— Tareas a realizar —
1. Según el texto sobre la guerra de la Cuádruple Alianza, ¿qué isla arrebató Felipe V a Austria en 1717?
2. Transcribe del texto sobre la guerra de la Cuádruple Alianza el pasaje que comienza con "Entretanto, Gran Bretaña" y continúa hasta "del año siguiente.".
3. De acuerdo con el texto sobre la guerra de la Cuádruple Alianza, ¿por qué Gran Bretaña terminó declarando la guerra a España?

++++ Texto extraído

Al término de la Guerra de Sucesión española, Felipe V había debido renunciar a sus posesiones italianas (Cerdeña, Sicilia, Nápoles, Milán y los Presidios de Toscana) como parte del precio a pagar para ser reconocido rey de España y de las Indias. No obstante, nunca se resignó a su pérdida y aspiraba a recuperarlas en cuanto tuviese ocasión (véase Desperta Ferro Historia Moderna n.º 39: Felipe V contra Europa). En 1717, considerando propicia la coyuntura internacional, dio el primer paso arrebatando la isla de Cerdeña a Austria, que inmersa en una de sus frecuentes guerras con el Imperio otomano poco pudo hacer por evitarlo.

Envalentonado, en 1718 subió la apuesta enviando una expedición contra Sicilia, recién incorporada al reino de Saboya. Durante el mes de julio los españoles ocuparon la mayor parte de la isla, arrinconando a los saboyanos en algunas plazas fuertes. Gran Bretaña y Francia no tardaron en reaccionar, firmando un acuerdo para mantener el statu quo imperante. La adhesión de Austria y Holanda lo convirtió en la Cuádruple Alianza. Los coaligados exigieron a Felipe V que devolviese sus conquistas. A cambio, los hijos que había tenido con Isabel de Farnesio, su segunda esposa, recibirían los ducados de Toscana y Parma y Placencia.

Batalla de cabo Passaro

Batalla de cabo Passaro, 18 de agosto de 1718 (1767), óleo sobre lienzo por Richard Paton (1717–1791), National Maritime Museum, Greenwich, Londres.

Entretanto, Gran Bretaña había enviado una poderosa escuadra al Mediterráneo para reafirmar su posición. El 11 de agosto, sin previa declaración de guerra, atacó y derrotó a la española, muy inferior en número y calidad, frente al cabo Passaro. A continuación, aprovechando su dominio del mar, trasladó un contingente austríaco a Sicilia para disputar el control de la isla a la aislada fuerza expedicionaria española. Ni el revés diplomático ni la derrota militar persuadieron a Felipe V de la necesidad de entablar negociaciones. Sin otra opción que emplear la fuerza, Gran Bretaña declaró la guerra a España el 29 de diciembre y Francia el 9 de enero del año siguiente.

++++++++
++++ Filas proporcionadas

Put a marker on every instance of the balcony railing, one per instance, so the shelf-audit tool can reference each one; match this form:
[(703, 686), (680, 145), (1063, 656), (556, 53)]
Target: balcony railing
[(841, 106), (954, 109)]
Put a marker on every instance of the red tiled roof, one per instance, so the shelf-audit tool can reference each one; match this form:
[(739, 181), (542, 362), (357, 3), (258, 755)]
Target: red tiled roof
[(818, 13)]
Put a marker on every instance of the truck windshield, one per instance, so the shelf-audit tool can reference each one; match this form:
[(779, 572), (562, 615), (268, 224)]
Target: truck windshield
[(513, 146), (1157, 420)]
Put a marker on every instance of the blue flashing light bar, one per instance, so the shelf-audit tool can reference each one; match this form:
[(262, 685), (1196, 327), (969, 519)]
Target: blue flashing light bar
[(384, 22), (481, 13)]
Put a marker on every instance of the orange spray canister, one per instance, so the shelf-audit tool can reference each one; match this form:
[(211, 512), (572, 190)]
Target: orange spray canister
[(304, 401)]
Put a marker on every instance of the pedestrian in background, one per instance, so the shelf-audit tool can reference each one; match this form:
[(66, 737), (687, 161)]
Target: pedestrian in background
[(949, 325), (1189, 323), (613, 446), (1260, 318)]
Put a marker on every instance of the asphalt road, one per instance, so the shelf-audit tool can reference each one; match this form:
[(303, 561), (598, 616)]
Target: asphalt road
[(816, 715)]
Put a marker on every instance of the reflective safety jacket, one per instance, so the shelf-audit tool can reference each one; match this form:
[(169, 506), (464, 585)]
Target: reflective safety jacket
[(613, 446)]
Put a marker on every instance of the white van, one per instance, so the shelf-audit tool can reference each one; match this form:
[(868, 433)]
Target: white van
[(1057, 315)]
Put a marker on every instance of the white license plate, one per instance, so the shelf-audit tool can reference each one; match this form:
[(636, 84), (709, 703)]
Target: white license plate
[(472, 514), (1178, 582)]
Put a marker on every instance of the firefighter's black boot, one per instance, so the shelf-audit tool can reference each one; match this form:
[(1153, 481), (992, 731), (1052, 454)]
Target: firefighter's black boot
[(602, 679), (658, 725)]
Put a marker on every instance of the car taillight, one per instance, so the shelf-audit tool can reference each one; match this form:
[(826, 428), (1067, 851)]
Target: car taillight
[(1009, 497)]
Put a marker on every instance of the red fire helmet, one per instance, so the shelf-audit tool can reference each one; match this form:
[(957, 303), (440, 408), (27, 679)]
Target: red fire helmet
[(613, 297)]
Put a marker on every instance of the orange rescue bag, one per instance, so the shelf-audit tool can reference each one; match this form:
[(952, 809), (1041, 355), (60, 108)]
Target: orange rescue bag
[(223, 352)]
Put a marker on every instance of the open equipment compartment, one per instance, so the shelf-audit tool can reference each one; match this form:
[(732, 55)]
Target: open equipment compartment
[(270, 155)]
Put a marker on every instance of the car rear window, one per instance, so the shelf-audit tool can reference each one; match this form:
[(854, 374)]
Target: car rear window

++++++++

— Resultados del ejercicio —
1. La isla de Cerdeña.

2.
Entretanto, Gran Bretaña había enviado una poderosa escuadra al Mediterráneo para reafirmar su posición. El 11 de agosto, sin previa declaración de guerra, atacó y derrotó a la española, muy inferior en número y calidad, frente al cabo Passaro. A continuación, aprovechando su dominio del mar, trasladó un contingente austríaco a Sicilia para disputar el control de la isla a la aislada fuerza expedicionaria española. Ni el revés diplomático ni la derrota militar persuadieron a Felipe V de la necesidad de entablar negociaciones. Sin otra opción que emplear la fuerza, Gran Bretaña declaró la guerra a España el 29 de diciembre y Francia el 9 de enero del año siguiente.

3. Ni el revés diplomático ni la derrota militar persuadieron a Felipe V de negociar. A Gran Bretaña no le quedó otra opción que emplear la fuerza, y declaró la guerra a España el 29 de diciembre.